## ENTRIES SHOWN
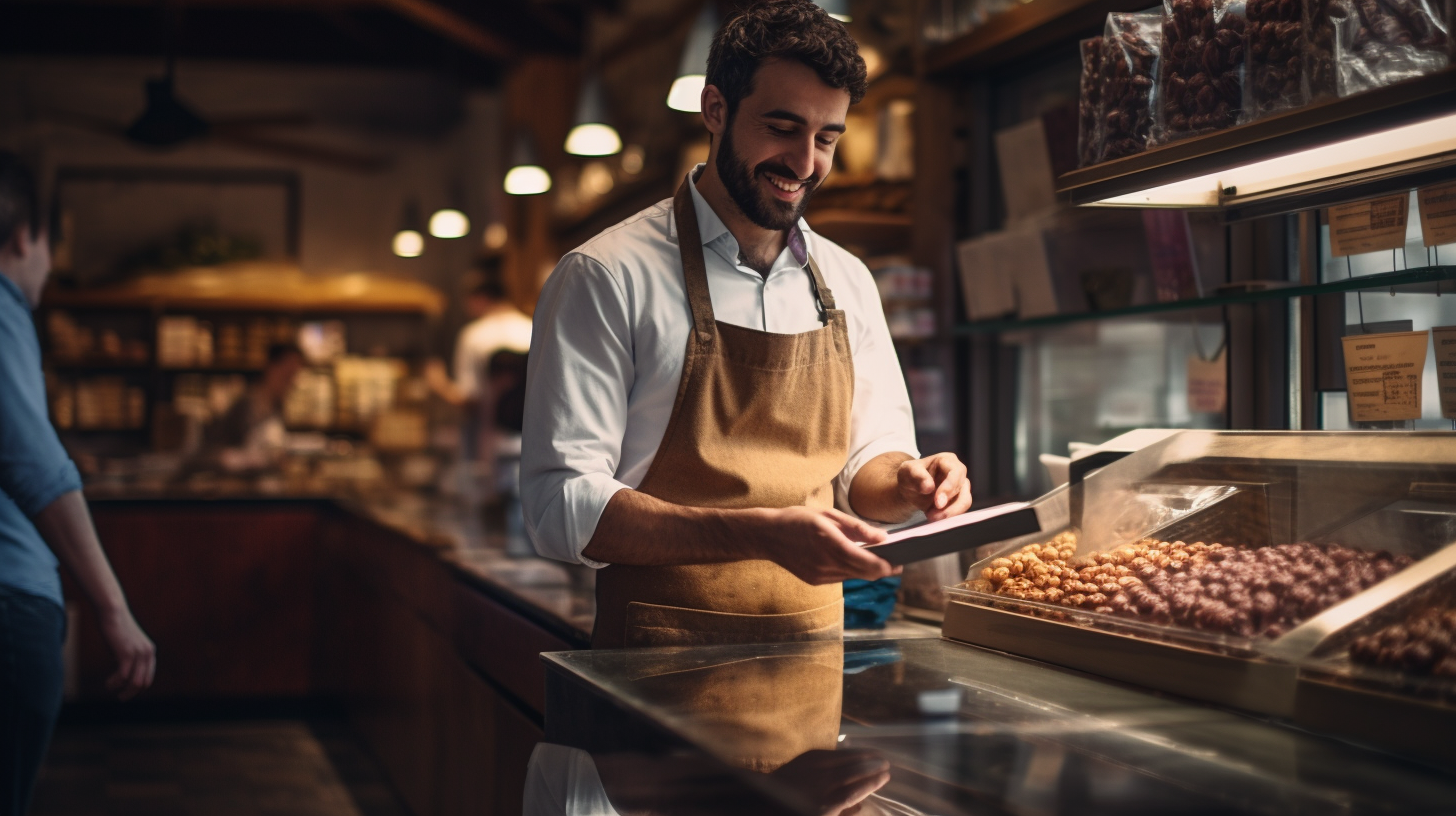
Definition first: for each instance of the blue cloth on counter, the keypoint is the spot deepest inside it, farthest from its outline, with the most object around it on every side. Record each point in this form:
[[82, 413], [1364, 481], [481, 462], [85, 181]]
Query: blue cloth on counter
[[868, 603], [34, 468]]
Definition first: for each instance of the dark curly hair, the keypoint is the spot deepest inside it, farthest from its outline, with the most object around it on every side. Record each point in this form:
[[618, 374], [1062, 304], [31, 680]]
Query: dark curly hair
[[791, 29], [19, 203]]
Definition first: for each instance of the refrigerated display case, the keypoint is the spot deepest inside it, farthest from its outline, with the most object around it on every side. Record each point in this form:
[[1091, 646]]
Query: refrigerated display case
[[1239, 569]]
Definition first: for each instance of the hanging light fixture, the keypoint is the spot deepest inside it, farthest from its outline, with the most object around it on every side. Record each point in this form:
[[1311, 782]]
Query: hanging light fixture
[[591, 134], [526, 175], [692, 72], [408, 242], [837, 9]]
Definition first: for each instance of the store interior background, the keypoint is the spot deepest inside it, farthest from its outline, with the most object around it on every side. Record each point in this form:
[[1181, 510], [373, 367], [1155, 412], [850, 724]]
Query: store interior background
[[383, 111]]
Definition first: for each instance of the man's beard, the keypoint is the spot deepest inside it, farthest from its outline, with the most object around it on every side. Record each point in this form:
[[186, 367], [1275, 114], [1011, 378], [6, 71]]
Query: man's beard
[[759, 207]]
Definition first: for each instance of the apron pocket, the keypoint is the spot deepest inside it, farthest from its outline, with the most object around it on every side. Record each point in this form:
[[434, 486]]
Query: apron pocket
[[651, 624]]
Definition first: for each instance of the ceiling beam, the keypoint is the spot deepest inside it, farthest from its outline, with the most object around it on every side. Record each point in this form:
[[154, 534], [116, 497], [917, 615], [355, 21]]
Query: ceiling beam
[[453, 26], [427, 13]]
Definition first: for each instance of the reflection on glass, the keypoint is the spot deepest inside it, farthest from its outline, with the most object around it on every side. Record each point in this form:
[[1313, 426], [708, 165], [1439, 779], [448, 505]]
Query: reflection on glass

## PROBLEM DETAILS
When you transcribe the entries, reproduce each line exactly and skip any picture.

## WRITTEN ANSWER
Definition first: for each instance of the blue cloth on counter, the keypoint is the spot deepest inside it, farthest from its outline, with the most object around it on every side. Record each point in this form:
[[82, 413], [1364, 481], [481, 462], [85, 181]]
Query: blue cloth on counter
[[868, 603], [34, 468]]
Definition first: for each instance of the dark curly hair, the keypoint is the spot deepest inside it, farthest from its outline, with the most object around it on every side. Record each point in this form:
[[618, 374], [1062, 304], [31, 680]]
Query: dark curly hair
[[791, 29], [19, 203]]
Definition first: for each instance of the refrigerated display case, the keypoint is the spot deepest inside it, farthest from its outline, with the most object around it on every side. Record each point in this form:
[[1091, 646]]
Query: refrigerated display case
[[1239, 569]]
Definition first: for each instance of the hanging light fixture, the keypoint is the spot deepest inside it, farthest from its outline, with the most object around it on every side. Record each point in this form:
[[1311, 782]]
Query: hanging light fixture
[[591, 134], [526, 175], [692, 72], [408, 242], [837, 9]]
Definition first: for each instance of the store interior background, the keypoint is the spot deepest inside it, farthest from its outline, with the most object around it on every side. Record each point in this form:
[[1181, 510], [373, 367], [1155, 412], [850, 724]]
Query: store interior background
[[383, 111]]
Definition first: for each instance of the man's beard, the keypoint is the spot deepest inside it, farthest from its outline, with the most object around it on every side. Record each point in this form:
[[186, 367], [1275, 114], [1011, 378], [6, 71]]
Query: man's beard
[[759, 207]]
Definition first: for each instance of the apron pocket, the keypoint is the spot deepest inside it, farthest from its outline, with the most object around it on every side. Record each point in this form:
[[434, 486]]
Query: apron pocket
[[651, 624]]
Definition first: for each instance of the ceiling beam, the keypoint is the spot deepest inside it, farthest from its outline, with the most object around it on every side. Record each point in this form:
[[154, 534], [116, 497], [917, 615], [355, 21]]
Query: ceiling beam
[[453, 26], [427, 13]]
Definition first: for each instance of the reflection on glass, the keypoint is the spot deepest inside it, farthest from its outline, with the most object around it on every side. Record each point in this form:
[[1313, 426], [708, 165], [1439, 779], [448, 505]]
Query: reflection on glass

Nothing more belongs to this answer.